### PAGE EXTRACT

SiO2 films were deposited on ZnO nanorod arrays through PLD method and modified by stearic acid. The results showed that superhydrophobicity of SiO2/ZnO/glass remained stable even after prolonged UV irradiation. In addition, the light transmittance reached 85% in the visible region. Thus, the SiO2/ZnO/glass with superhydrophobicity and high transmittance may provide an effective application in solar cells.

Experiments

Preparation of ZnO Seed Layer on Glass

C4H6O4Zn·2H2O was dissolved in ethanol at room temperature. The concentration and volume of C4H6O4Zn·2H2O solution was 0.005 M and 100 ml, respectively. The solution was stirred for 2 h to form a stable suspension. The length, width and thickness of the Corning 7059 glass were 4 cm, 4 cm, and 1 mm, respectively. Glasses were sequentially cleaned by hydrochloric acid, acetone before being dried at room temperature. The solution was dropped onto the surface of glasses by straw and waited for the ethanol to evaporate. This process was repeated for six times. Finally glasses were annealed in muffle furnace at 350°C for 30 min.

Preparation of ZnO Nanorod Arrays

Three glass substrates were suspended vertically in three sealed beakers which containing 8 mM zinc nitrate hydrate 200 ml and 8 mM hexamethylenetetramine 200 ml. The three bakers were heated at 95°C in furnace with 2, 4, and 6 h, respectively. The glass substrates were then rinsed with deionized water and dried in the air.

Deposition of SiO2 Film

ZnO nanorod arrays were coated by SiO2 film through PLD with λ = 248 nm KrF. The base pressure was 10−4 Pa. During the preparation of the sample, the O2 was introduced into the chamber. The pulse frequency, operating pressure and laser energy density were 5 Hz, 5 Pa, and 1.8 J/cm2, respectively. The deposition time was 5 and 10 min. The distance between the silica dioxide target and the substrate was 45 cm.

######
### DATA SHOWN

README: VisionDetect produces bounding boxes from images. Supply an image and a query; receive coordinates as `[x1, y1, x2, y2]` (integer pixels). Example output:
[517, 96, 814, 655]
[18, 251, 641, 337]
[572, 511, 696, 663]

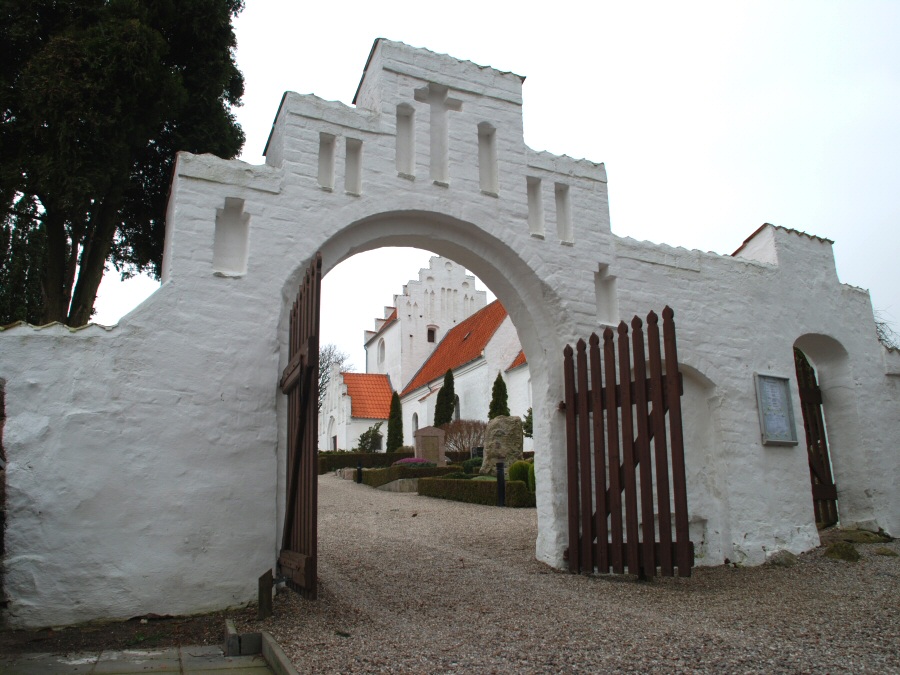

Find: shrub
[419, 477, 534, 508]
[386, 391, 403, 452]
[509, 459, 528, 483]
[434, 369, 456, 427]
[444, 450, 472, 464]
[363, 464, 459, 487]
[463, 457, 484, 473]
[488, 370, 509, 420]
[359, 422, 384, 452]
[319, 451, 412, 475]
[391, 457, 437, 466]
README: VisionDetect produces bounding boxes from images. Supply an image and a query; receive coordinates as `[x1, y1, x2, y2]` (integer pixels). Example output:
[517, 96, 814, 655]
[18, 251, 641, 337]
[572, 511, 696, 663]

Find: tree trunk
[41, 210, 70, 323]
[66, 191, 122, 326]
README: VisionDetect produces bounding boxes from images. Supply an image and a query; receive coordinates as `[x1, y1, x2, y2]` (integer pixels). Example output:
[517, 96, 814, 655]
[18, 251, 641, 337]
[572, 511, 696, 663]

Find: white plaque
[754, 373, 797, 445]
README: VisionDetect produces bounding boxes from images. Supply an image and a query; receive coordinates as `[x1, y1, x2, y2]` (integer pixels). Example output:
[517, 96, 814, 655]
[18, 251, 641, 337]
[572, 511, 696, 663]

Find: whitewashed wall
[0, 41, 900, 626]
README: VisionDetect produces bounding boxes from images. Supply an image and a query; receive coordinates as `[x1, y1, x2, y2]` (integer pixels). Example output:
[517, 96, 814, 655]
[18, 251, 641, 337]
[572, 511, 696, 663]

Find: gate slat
[575, 340, 594, 574]
[603, 328, 628, 574]
[618, 321, 641, 574]
[590, 333, 609, 574]
[563, 345, 581, 572]
[647, 312, 675, 577]
[663, 305, 692, 577]
[631, 317, 656, 577]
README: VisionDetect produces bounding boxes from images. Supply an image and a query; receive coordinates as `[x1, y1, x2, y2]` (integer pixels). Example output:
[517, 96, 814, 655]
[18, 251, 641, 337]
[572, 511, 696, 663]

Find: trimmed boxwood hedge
[319, 452, 414, 476]
[419, 478, 535, 508]
[363, 464, 459, 487]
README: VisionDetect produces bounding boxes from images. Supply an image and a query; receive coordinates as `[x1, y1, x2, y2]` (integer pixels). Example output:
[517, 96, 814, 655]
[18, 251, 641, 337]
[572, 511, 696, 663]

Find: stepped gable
[341, 373, 394, 420]
[401, 300, 506, 396]
[506, 349, 528, 373]
[363, 307, 397, 344]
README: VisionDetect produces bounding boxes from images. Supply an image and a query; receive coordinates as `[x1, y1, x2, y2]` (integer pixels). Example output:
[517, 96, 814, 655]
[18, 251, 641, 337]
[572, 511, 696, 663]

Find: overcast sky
[97, 0, 900, 369]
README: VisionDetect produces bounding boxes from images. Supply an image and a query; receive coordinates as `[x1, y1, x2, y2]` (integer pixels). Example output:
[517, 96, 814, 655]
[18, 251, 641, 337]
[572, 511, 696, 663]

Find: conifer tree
[434, 369, 456, 427]
[0, 0, 244, 326]
[488, 371, 509, 420]
[386, 391, 403, 452]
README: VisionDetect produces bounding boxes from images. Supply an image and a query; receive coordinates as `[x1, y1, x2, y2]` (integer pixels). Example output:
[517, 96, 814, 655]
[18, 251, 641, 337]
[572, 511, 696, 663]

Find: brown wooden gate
[560, 307, 694, 577]
[794, 347, 838, 529]
[278, 253, 322, 600]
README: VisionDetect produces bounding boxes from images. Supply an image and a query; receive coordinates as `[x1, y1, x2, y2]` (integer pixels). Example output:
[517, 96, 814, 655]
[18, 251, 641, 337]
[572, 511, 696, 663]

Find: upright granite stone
[481, 416, 524, 476]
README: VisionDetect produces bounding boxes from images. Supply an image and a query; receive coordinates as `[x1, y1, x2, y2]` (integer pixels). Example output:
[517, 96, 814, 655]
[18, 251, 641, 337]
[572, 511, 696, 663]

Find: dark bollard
[258, 570, 274, 620]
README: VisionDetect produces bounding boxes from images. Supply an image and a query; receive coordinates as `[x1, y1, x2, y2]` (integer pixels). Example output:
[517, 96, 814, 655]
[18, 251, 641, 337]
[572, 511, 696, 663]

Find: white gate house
[0, 40, 900, 626]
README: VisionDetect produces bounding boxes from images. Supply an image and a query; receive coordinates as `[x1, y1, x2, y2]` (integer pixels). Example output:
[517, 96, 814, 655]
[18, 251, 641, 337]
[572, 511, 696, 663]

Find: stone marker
[481, 416, 524, 476]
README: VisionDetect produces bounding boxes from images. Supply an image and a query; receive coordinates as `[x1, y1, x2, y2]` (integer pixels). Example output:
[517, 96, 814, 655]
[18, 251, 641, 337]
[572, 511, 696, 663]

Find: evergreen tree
[522, 408, 534, 438]
[434, 369, 456, 427]
[488, 371, 509, 420]
[0, 195, 46, 326]
[0, 0, 244, 326]
[386, 391, 403, 452]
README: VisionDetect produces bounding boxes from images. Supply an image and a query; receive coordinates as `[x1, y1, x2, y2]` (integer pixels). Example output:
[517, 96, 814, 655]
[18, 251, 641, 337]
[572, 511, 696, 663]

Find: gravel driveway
[242, 475, 900, 673]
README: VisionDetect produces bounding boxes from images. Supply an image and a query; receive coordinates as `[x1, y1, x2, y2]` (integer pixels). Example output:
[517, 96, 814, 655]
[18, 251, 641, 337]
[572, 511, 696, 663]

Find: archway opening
[278, 212, 569, 580]
[794, 334, 857, 529]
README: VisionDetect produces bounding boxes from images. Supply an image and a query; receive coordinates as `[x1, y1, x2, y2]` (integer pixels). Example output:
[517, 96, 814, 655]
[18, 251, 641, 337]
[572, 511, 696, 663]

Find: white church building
[319, 256, 532, 450]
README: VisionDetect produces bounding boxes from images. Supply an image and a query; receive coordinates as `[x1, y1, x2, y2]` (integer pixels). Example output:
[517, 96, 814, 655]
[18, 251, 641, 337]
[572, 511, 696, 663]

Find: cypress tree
[434, 369, 456, 427]
[488, 371, 509, 420]
[386, 391, 403, 452]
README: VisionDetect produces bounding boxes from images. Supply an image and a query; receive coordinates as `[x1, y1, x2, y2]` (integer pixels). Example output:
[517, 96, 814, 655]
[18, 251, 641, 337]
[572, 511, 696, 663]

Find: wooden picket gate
[278, 254, 322, 600]
[560, 307, 694, 577]
[794, 347, 838, 529]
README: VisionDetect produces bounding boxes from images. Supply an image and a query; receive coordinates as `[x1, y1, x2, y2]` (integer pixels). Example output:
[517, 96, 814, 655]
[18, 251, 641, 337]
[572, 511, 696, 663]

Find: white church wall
[0, 41, 900, 626]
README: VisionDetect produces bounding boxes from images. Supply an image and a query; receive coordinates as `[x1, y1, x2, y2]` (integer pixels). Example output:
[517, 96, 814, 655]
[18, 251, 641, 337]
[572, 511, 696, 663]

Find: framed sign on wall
[753, 373, 798, 445]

######

QUESTIONS ON THE MATERIAL ->
a – In the SiO2/ZnO coating text, at what temperature and for how long were the glasses annealed after the seed layer was applied?
b – Go on with the SiO2/ZnO coating text from its last sentence.
The entries have nothing to do with the SiO2/ZnO coating text.

SOLVED PROBLEMS ->
a – At 350°C for 30 min, in a muffle furnace.

b –
Hydrophobization of Samples With Stearic Acid

Both SiO2 coated and uncoated ZnO nanorod arrays were immersed in ethanol solution of stearic acid (8 mM, C18H36O2) 100 ml for about 24 h at room temperature.

Characterization of Sample

Surface morphology, diffraction signal and water contact angle were performed by field-emission scanning electron microscope (SEM, JEOL, JSM-6610LV), X-ray diffractometer (XRD, XDAL-3000), High resolution transmission electron microscope (HRTEM, JEOL, JEM-2100) and contact angle measuring instrument (JC2000C1). The surface composition and photoluminescence spectrum of films were carried by Fourier transform infrared (FTIR, FP-6500) spectrometer and spectrofluorometer (FLS920 325 nm). The transmittance of the films was measured by ultraviolet-vis spectrometer (UV-Vis, Lambra-950). The ultraviolet light was provided by the 300 W mercury lamp (CEL-LAM300, 50 mW cm−2, maximum light intensity at 365 nm). The distance between the light source and the sample was 30 cm.

Results and Discussion

Figure 1 shows the SEM images of ZnO nanorod arrays prepared on glass with different reaction times. When reaction time is 2 h (Figures 1A,B), the diameter of ZnO nanorod is small, and some ZnO nanorod entangled with each other. It is shown in Figures 1C,D, the diameter is bigger and about 40–60 nm when reaction time is 4 h. in addition, ZnO nanorod stood nearly perpendicularly on the glass and the number of ZnO nanorod is about 36 roots μm−2. With the increase of reaction time, the diameter and number of ZnO nanorod is about 150 nm and 10 roots μm−2, respectively. The X-ray diffraction patterns of ZnO nanorod arrays with reaction time of 4 h were shown in Figure 2. Compared with the peaks of (100), (101), (102), (110), (103), (112), and (202), the intensity of (002) peak is much stronger than that of the others, showing that the ZnO nanorod arrays are c-axis oriented. In the formation of ZnO nanostructure under hydrothermal conditions, the growth velocities are V[0001] > V[011̄0]>V[0001̄], resulting in the formation of six-prism ZnO nanorod (Liu et al., 2009). As reaction time increases, ZnO nanorod exhibits increased diameter. In addition, their surfaces will become a little rougher due to dissolution. This can be confirmed in the Figures 1E,F.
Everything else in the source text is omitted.